STATED TASK
Print all the records exactly, please.

Location identification entries

-- begin --

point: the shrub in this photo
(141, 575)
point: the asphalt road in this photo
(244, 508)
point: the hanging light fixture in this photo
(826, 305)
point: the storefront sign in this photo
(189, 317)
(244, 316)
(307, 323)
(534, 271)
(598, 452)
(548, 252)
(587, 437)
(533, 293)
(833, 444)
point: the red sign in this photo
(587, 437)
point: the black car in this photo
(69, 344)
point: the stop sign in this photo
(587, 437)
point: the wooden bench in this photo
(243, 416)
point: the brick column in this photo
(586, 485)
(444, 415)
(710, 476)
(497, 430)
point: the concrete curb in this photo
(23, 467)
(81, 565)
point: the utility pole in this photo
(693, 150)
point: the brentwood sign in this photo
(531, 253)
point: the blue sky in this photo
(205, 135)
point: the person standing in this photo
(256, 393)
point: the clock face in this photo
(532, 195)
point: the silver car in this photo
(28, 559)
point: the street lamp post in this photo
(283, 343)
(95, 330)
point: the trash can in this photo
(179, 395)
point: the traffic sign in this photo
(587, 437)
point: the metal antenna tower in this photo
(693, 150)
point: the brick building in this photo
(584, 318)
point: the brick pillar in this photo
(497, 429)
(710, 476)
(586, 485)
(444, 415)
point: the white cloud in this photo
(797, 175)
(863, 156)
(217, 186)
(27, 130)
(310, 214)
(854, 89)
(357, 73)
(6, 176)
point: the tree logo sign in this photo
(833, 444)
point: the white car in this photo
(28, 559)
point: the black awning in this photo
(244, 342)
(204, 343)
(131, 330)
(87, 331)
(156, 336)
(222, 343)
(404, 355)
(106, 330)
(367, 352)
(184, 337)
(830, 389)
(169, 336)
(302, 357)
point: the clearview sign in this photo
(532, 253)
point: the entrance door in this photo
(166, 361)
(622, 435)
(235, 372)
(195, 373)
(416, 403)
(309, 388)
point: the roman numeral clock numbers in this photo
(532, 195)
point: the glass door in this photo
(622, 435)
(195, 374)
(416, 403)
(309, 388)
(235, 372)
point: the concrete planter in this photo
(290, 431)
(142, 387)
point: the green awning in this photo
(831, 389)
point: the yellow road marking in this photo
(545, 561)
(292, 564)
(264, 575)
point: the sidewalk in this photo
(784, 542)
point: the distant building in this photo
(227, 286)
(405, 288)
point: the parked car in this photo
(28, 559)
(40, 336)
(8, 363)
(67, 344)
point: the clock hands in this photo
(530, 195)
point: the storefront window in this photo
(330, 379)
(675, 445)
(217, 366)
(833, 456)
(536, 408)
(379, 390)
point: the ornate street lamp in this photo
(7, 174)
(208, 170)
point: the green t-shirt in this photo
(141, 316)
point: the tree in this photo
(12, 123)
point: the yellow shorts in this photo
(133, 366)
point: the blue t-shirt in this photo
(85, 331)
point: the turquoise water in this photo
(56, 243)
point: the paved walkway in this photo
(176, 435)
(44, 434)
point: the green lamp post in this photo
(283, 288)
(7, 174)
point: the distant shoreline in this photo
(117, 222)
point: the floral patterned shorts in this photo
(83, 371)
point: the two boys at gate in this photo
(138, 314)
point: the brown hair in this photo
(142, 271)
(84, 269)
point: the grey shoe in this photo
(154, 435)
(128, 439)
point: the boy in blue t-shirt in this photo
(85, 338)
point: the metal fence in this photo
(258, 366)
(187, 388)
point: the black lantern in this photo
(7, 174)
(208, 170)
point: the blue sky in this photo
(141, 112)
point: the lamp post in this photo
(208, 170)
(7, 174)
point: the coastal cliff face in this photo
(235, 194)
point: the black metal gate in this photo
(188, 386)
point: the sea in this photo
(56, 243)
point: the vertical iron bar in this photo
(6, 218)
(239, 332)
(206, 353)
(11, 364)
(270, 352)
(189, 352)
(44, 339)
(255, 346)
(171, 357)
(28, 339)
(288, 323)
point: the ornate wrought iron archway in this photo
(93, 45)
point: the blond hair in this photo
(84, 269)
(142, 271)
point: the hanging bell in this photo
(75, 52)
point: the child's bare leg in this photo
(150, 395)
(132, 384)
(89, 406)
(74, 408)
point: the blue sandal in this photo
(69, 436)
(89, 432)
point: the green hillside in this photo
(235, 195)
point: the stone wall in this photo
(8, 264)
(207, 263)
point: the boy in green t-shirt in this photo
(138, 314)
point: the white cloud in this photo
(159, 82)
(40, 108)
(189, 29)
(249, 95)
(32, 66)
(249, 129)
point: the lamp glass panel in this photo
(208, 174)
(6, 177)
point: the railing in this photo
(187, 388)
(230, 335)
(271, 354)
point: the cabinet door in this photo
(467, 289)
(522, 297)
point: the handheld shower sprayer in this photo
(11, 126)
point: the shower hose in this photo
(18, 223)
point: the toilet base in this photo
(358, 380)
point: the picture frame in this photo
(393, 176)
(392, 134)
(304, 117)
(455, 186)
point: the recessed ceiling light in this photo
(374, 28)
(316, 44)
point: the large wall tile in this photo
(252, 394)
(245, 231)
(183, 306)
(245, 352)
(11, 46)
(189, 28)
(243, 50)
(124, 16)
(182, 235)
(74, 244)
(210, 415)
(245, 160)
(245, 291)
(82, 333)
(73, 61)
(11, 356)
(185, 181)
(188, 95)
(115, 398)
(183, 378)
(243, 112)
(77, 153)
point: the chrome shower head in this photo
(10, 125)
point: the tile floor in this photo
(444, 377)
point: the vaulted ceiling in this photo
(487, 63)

-- end --

FINISHED EXERCISE
point: the shrub in this photo
(141, 575)
point: the asphalt road in this photo
(244, 508)
point: the hanging light fixture in this photo
(826, 305)
point: the storefront sign in this photo
(189, 317)
(244, 316)
(307, 323)
(534, 271)
(598, 452)
(548, 252)
(587, 437)
(533, 293)
(833, 444)
point: the red sign in this photo
(587, 437)
point: the black car in this photo
(69, 344)
point: the stop sign in this photo
(587, 437)
point: the wooden bench in this photo
(243, 416)
point: the brick column in this photo
(586, 485)
(444, 415)
(710, 476)
(497, 430)
point: the concrete curb in this photo
(23, 467)
(81, 565)
point: the utility pole in this photo
(693, 150)
point: the brentwood sign in this photo
(531, 253)
point: the blue sky in this photo
(205, 135)
point: the person standing in this photo
(256, 393)
point: the clock face in this photo
(532, 195)
point: the silver car in this photo
(28, 559)
point: the street lamp post in this photo
(283, 343)
(95, 330)
point: the trash can in this photo
(179, 395)
point: the traffic sign in this photo
(587, 437)
point: the metal antenna tower in this photo
(693, 150)
point: the brick building in this photo
(584, 318)
point: the brick pillar in this photo
(497, 429)
(710, 476)
(586, 485)
(444, 415)
point: the white cloud in this photo
(797, 175)
(863, 156)
(217, 186)
(27, 130)
(310, 214)
(854, 89)
(357, 73)
(6, 176)
point: the tree logo sign in this photo
(833, 444)
point: the white car in this photo
(28, 559)
point: the black awning in this photo
(244, 342)
(204, 343)
(131, 330)
(87, 331)
(156, 336)
(222, 343)
(404, 355)
(106, 330)
(367, 352)
(184, 337)
(830, 389)
(169, 336)
(302, 357)
point: the clearview sign in this photo
(532, 253)
point: the entrance door in this photo
(166, 361)
(622, 435)
(235, 372)
(195, 373)
(416, 403)
(309, 388)
point: the roman numeral clock numbers in this photo
(532, 195)
point: the glass door in this photo
(622, 435)
(195, 374)
(416, 403)
(309, 388)
(235, 372)
point: the concrete planter in this photo
(290, 431)
(142, 387)
point: the green awning in this photo
(831, 389)
point: the yellow road marking in this photo
(545, 561)
(292, 564)
(264, 575)
point: the sidewalk in this photo
(784, 542)
point: the distant building in this photo
(227, 286)
(405, 288)
point: the parked car in this photo
(28, 559)
(40, 336)
(8, 363)
(67, 344)
point: the clock hands in this photo
(530, 195)
point: the storefront window in this photo
(330, 379)
(675, 445)
(217, 366)
(833, 456)
(536, 408)
(379, 390)
point: the ornate street lamp in this photo
(7, 174)
(208, 170)
point: the green t-shirt in this photo
(141, 316)
point: the tree in this photo
(12, 123)
point: the yellow shorts in this photo
(133, 366)
point: the blue t-shirt in this photo
(85, 331)
point: the turquoise water in this photo
(56, 243)
point: the paved walkway in this photo
(176, 435)
(44, 434)
point: the green lamp post in this photo
(283, 288)
(7, 174)
point: the distant shoreline in this photo
(117, 222)
point: the floral patterned shorts in this photo
(83, 371)
point: the two boys at gate in this photo
(138, 314)
point: the brown hair in this photo
(142, 271)
(84, 269)
point: the grey shoe in this photo
(154, 435)
(128, 439)
point: the boy in blue t-shirt in this photo
(85, 338)
point: the metal fence in this photo
(258, 366)
(187, 388)
point: the black lantern in this photo
(7, 174)
(208, 170)
point: the blue sky in this photo
(141, 112)
point: the lamp post in this photo
(208, 170)
(7, 174)
point: the coastal cliff face in this photo
(235, 194)
point: the black metal gate in this photo
(188, 386)
point: the sea in this photo
(56, 243)
point: the vertical iron bar in this photo
(6, 218)
(239, 332)
(206, 353)
(11, 364)
(270, 352)
(189, 352)
(44, 339)
(255, 346)
(171, 357)
(28, 339)
(288, 323)
point: the ornate wrought iron archway in this photo
(93, 45)
point: the blond hair in this photo
(84, 269)
(142, 271)
point: the hanging bell in this photo
(75, 52)
point: the child's bare leg in this photo
(150, 395)
(132, 384)
(89, 406)
(74, 408)
point: the blue sandal in this photo
(69, 436)
(89, 432)
point: the green hillside in this photo
(235, 195)
point: the stone wall in this photo
(8, 264)
(207, 263)
point: the boy in green t-shirt in this photo
(138, 314)
point: the white cloud in this photo
(159, 82)
(40, 108)
(189, 29)
(249, 95)
(32, 66)
(249, 129)
point: the lamp glass panel in this photo
(208, 174)
(6, 177)
point: the railing in this photo
(187, 388)
(230, 335)
(271, 354)
point: the cabinet door in this photo
(467, 289)
(522, 297)
point: the handheld shower sprayer in this photo
(11, 126)
point: the shower hose in this photo
(18, 223)
point: the toilet base in this photo
(358, 380)
point: the picture frame in this photo
(393, 176)
(392, 134)
(304, 117)
(455, 186)
point: the recessed ceiling light in this photo
(374, 28)
(316, 44)
point: the large wall tile in this photo
(252, 394)
(245, 231)
(183, 306)
(245, 352)
(11, 46)
(189, 28)
(243, 50)
(124, 16)
(182, 235)
(74, 244)
(210, 415)
(245, 160)
(245, 291)
(82, 333)
(73, 61)
(11, 356)
(185, 181)
(188, 95)
(115, 398)
(183, 378)
(243, 112)
(77, 153)
point: the chrome shower head in this photo
(10, 125)
point: the tile floor in this photo
(444, 377)
point: the vaulted ceiling in this photo
(487, 63)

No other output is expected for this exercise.